▸ **PASSAGE FOR REVIEW**
++++++

HOW LONG SHALL WE SUFFER THE LIES ABOUT THE FAMILY?

 

 

Senator Francisco Tatad

  BIO

Remarks to The World Congress of Families I

It is a great joy and privilege for us to come to this beautiful city of Prague at this particular time to take a close look at the family in this World Congress of Families. Lent is the season when we are closest to the passion, death, and resurrection of our Lord, who is for us "the way, the truth, and the life." At a time when the family continues to be buffeted with so many lies, the families of the world must use a superabundance of truth to drown those lies. This, as we see it, is the task of this congress.

Here in this great and noble city, we can confidently proclaim the truth. For here the truth shone in full splendor during the Velvet Revolution, when the Czech people decided, in the words of Vaclav Havel, to "stop living a life of lies" and begin living "the life of truth."

We come from Asia to speak to you of what is happening to the family in our part of the world. In Asia, as elsewhere, the family is under siege. But there are some places where there is still some good news.

In China the one-child policy sadly remains in place. This same policy will now become part of Hong Kong’s everyday life when the territory is handed over by the British to the Chinese in June of this year.

In Thailand, polygamy, promiscuity, and prostitution remain among the most serious problems of the family. Despite, or probably because of, the vaunted success of the government’s condom distribution program, the rise of AIDS and other sexually transmitted diseases is unabated.

In Malaysia the government’s announced target of 70 Malaysians by the year 2020, from its present 20 million, has spared the bumiputra (sons of the soil) population from an official depopulation policy. However, the need for everyone to become globally competitive economically has created an emotionally stressful family environment.

In Singapore the government has seen the error of its "stop at two" children per family program and is trying to correct it. There will now be compulsory counseling in all abortion clinics and hospitals, compulsory moral education and pastoral care in schools, shared national values for all, tightening of censorship laws, tax incentives for large families, abolition of family planning services, and support for breast-feeding and pro-life activities. But a sharp rise in materialism has meant a corresponding decline in marriage.

Similarly, in South Korea, after 35 years of draconian anti-family policies, the large family ideal is now being restored. Denial of medical insurance to the third and later children and priority for sterilized people in apartment lotteries will now be canceled. The third and later children will now also have the same right to scholarship grants as the first and second children. Also, public health clinics will now treat infertility and crack down on fetal gender tests to prevent aborting female babies.

In the Philippines the family is fighting a heroic fight. Despite various threats, the family retains its central role in the society. It remains the basic institution from which all other institutions draw their strength. It remains the place where the child first encounters his faith and learns the meaning of parental authority and filial piety—of love, generosity, service, and sacrifice. Close and extended ties characterize this family. The grandparent who ends up in a home for the aged or the infirm is an exception to the rule; each of his children’s or grandchildren’s home is also his home.

Like the best of parents, Filipino parents sacrifice their own personal comfort for their children’s well-being. The poorest of them will sell their only piece of land, their only beast of burden, or the clothes on their back if needed to send their children to school. If the education of the eldest child exhausts all the family resources, then that one will do for his brothers and sisters what his parents had done for him. He may even postpone marriage until his brothers and sisters are able to fend for themselves.

++++++

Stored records
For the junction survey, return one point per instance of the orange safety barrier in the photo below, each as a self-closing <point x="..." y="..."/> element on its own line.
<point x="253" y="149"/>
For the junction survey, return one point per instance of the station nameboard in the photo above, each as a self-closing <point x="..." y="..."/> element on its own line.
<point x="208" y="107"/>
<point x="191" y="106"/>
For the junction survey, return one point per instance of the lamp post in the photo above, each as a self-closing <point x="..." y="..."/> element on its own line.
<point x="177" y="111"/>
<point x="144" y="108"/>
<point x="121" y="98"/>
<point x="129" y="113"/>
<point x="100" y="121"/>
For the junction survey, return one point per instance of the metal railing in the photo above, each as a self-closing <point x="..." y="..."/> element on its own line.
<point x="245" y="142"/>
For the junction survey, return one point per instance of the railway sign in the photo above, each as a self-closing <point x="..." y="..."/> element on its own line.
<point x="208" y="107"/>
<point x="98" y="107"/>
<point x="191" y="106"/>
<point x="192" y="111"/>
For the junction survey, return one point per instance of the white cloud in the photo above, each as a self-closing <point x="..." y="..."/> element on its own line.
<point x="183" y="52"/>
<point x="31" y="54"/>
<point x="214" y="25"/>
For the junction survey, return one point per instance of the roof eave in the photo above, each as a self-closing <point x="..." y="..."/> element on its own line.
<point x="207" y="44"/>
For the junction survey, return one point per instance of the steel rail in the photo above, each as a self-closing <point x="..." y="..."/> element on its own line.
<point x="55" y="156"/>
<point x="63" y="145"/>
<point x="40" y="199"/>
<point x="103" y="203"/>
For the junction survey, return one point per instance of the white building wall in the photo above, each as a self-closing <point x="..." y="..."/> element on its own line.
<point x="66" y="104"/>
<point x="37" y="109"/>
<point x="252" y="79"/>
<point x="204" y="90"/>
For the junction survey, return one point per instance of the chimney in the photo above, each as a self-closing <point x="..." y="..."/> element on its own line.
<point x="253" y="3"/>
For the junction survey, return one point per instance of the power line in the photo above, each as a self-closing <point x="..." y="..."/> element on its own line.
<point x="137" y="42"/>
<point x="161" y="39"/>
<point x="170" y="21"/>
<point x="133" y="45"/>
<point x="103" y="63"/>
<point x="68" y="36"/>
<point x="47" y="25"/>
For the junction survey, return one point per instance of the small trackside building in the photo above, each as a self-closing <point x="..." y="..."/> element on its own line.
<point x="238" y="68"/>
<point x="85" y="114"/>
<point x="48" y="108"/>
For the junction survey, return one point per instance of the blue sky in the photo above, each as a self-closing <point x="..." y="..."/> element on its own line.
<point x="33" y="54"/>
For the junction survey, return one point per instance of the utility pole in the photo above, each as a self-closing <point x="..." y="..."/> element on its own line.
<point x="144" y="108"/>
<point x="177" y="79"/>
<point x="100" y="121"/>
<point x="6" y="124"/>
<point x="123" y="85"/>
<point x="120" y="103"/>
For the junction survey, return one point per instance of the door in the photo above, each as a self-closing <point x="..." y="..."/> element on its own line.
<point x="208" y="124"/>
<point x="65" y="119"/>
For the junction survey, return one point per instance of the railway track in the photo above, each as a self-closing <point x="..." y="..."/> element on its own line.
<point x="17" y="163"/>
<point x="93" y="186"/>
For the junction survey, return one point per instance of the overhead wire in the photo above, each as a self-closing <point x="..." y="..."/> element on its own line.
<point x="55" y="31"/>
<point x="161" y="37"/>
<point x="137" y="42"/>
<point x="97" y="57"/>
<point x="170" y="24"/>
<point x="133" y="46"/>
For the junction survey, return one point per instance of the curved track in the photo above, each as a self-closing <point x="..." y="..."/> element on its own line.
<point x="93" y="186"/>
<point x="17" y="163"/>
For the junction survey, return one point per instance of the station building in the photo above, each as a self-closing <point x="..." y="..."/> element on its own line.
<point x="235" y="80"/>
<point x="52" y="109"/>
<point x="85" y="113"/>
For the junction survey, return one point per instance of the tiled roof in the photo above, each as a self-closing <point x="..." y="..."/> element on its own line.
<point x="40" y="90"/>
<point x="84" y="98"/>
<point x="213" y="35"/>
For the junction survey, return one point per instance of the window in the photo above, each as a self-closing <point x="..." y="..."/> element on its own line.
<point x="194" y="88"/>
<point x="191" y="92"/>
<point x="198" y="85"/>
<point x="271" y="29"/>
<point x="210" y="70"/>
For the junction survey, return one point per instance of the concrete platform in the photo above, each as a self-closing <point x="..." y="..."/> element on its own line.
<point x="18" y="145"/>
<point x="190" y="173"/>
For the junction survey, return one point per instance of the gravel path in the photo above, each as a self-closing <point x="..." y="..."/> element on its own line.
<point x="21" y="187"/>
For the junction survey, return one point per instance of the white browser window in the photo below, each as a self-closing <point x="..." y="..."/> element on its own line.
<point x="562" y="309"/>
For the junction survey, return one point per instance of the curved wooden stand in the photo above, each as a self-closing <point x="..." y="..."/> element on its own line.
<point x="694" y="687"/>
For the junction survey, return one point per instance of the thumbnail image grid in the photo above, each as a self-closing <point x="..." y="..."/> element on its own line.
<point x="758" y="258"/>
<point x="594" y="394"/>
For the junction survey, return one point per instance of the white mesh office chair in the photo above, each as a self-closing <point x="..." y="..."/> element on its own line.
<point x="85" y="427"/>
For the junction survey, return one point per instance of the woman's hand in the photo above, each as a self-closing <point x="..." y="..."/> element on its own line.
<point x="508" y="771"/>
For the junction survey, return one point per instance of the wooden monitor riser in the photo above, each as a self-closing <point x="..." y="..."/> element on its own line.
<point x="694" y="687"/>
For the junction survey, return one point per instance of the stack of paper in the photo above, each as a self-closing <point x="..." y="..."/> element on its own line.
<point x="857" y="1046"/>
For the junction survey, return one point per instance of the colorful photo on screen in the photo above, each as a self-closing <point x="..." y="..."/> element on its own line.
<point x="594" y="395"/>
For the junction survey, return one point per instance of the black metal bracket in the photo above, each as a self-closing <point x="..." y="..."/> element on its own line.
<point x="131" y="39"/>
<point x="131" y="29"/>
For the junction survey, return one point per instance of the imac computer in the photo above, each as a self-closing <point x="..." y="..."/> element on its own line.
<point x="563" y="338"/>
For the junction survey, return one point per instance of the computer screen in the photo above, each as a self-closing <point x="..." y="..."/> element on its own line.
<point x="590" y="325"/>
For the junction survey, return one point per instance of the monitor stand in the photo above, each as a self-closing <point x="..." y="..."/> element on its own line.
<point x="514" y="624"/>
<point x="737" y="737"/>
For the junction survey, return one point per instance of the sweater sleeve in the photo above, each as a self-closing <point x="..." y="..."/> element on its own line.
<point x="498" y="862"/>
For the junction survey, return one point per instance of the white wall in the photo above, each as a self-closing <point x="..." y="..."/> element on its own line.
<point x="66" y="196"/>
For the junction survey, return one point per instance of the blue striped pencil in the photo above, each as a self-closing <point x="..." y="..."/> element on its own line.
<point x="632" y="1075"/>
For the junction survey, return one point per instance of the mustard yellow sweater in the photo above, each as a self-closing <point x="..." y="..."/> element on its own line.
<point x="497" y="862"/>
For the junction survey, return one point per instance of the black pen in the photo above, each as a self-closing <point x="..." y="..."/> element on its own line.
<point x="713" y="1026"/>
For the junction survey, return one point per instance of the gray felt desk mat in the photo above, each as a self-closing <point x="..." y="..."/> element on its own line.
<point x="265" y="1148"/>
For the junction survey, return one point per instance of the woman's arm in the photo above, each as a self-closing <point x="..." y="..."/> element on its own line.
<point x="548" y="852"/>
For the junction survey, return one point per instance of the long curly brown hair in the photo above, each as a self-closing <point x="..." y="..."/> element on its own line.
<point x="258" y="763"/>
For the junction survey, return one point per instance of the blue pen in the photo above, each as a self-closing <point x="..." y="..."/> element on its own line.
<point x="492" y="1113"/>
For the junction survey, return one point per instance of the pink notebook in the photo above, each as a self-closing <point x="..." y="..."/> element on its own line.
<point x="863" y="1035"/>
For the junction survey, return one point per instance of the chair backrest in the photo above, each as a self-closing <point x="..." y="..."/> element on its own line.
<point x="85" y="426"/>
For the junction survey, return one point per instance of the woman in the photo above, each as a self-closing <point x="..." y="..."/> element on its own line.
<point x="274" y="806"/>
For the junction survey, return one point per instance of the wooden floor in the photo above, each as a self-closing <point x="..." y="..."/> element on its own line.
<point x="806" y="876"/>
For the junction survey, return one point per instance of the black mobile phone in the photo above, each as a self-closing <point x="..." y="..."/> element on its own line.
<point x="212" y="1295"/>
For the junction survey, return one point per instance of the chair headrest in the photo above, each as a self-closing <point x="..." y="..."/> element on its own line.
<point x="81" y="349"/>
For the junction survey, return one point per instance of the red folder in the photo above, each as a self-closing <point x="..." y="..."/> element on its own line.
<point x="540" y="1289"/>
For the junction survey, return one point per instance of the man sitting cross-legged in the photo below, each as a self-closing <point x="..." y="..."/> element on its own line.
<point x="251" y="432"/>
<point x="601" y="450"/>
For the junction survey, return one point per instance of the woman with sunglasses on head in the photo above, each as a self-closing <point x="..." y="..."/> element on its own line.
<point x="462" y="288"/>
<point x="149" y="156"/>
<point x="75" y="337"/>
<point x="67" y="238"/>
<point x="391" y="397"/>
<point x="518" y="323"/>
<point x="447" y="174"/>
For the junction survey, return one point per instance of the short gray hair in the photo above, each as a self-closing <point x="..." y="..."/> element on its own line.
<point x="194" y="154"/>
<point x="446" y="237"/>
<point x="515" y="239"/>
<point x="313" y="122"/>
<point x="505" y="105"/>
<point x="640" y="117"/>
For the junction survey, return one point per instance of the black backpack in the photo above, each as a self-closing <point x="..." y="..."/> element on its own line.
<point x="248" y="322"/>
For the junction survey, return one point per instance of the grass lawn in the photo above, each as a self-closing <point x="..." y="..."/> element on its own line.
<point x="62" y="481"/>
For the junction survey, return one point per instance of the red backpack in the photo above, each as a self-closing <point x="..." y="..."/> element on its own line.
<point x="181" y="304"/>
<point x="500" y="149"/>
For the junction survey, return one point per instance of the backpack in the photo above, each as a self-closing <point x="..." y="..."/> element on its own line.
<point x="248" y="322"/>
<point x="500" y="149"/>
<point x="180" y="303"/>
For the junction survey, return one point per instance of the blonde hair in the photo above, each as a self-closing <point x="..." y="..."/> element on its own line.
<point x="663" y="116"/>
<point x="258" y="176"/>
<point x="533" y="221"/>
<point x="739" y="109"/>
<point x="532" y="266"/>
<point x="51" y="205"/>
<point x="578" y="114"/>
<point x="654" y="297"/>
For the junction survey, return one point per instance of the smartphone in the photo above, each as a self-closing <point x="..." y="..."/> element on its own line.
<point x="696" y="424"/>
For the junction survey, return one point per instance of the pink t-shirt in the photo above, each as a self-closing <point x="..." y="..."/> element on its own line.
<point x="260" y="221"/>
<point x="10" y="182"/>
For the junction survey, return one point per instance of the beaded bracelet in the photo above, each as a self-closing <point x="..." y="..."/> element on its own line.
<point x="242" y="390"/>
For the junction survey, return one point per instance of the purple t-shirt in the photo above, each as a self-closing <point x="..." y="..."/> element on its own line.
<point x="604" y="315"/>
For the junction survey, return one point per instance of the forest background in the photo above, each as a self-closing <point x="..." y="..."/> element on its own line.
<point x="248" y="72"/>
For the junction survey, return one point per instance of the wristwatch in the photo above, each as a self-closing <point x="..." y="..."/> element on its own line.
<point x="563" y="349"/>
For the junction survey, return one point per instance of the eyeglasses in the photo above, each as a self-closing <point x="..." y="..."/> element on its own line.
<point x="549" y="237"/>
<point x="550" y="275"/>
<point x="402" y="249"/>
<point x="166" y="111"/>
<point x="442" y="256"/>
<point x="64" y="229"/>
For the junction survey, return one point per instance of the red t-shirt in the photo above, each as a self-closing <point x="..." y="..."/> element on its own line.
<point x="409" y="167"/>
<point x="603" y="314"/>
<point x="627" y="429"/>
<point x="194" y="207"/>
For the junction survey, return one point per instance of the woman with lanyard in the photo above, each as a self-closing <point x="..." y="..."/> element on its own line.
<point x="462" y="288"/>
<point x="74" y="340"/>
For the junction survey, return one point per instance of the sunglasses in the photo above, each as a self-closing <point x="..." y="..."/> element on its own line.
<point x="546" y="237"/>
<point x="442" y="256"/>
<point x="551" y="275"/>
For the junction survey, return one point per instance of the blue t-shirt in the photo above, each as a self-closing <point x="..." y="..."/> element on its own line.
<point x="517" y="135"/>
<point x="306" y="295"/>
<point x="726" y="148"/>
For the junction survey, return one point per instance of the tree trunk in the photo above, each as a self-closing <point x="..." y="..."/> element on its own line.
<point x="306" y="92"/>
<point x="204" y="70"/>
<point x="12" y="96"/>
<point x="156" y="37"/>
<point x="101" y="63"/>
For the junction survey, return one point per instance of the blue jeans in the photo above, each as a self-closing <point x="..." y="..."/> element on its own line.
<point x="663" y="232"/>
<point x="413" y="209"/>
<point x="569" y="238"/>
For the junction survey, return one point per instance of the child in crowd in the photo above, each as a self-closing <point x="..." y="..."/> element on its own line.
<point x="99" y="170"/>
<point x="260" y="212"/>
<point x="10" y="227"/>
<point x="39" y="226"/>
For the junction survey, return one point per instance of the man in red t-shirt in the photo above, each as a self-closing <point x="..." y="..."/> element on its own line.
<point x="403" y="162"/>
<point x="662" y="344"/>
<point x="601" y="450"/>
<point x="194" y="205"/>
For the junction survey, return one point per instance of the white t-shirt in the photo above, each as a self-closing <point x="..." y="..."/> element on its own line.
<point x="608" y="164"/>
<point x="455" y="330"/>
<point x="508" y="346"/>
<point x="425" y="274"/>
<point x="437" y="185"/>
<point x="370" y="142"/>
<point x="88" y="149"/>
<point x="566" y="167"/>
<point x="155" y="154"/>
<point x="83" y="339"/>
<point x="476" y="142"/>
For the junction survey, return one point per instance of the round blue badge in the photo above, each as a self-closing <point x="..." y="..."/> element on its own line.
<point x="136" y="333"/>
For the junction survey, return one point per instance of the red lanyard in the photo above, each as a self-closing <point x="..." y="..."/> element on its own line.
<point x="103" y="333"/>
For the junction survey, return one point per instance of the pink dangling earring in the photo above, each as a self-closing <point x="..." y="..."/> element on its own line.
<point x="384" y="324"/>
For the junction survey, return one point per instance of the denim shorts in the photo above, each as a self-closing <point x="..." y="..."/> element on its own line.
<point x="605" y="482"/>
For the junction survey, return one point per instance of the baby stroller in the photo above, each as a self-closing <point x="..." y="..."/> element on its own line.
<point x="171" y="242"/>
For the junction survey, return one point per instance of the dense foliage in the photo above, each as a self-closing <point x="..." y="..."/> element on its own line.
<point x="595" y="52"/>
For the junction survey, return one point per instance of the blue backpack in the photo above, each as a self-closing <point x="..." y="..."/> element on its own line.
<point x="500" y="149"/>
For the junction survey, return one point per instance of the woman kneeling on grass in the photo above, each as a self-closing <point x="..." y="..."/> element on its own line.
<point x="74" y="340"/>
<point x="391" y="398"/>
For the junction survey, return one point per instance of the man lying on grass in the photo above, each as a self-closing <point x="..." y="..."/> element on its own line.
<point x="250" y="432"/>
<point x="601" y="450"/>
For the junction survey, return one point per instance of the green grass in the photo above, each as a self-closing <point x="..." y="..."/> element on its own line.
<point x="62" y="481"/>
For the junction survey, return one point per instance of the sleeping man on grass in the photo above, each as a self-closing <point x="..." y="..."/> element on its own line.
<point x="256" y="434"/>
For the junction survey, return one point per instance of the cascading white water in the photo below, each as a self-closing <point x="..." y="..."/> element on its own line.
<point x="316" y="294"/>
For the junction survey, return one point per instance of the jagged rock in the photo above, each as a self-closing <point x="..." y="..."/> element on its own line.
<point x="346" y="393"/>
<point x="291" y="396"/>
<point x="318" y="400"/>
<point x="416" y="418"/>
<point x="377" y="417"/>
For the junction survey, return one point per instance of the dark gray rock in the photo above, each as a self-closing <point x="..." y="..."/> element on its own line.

++++++

▸ **EXERCISE SET**
a) Using the remarks on the family above, say whether each statement agrees with the text: (i) Singapore will do away with family planning services; (ii) South Korea will keep giving sterilized people priority in apartment lotteries; (iii) in the Philippines, a grandparent living in a home for the aged is the usual case. Answer yes or no for each and quote the words of the text that decide it.
b) Reproduce the part of the remarks on the family above between "We come from" and "of this year.", inclusive.

▸ **LIST OF SOLUTIONS**
a)
(i) Yes: "abolition of family planning services"
(ii) No: "priority for sterilized people in apartment lotteries will now be canceled"
(iii) No: "The grandparent who ends up in a home for the aged or the infirm is an exception to the rule"

b)
We come from Asia to speak to you of what is happening to the family in our part of the world. In Asia, as elsewhere, the family is under siege. But there are some places where there is still some good news.

In China the one-child policy sadly remains in place. This same policy will now become part of Hong Kong’s everyday life when the territory is handed over by the British to the Chinese in June of this year.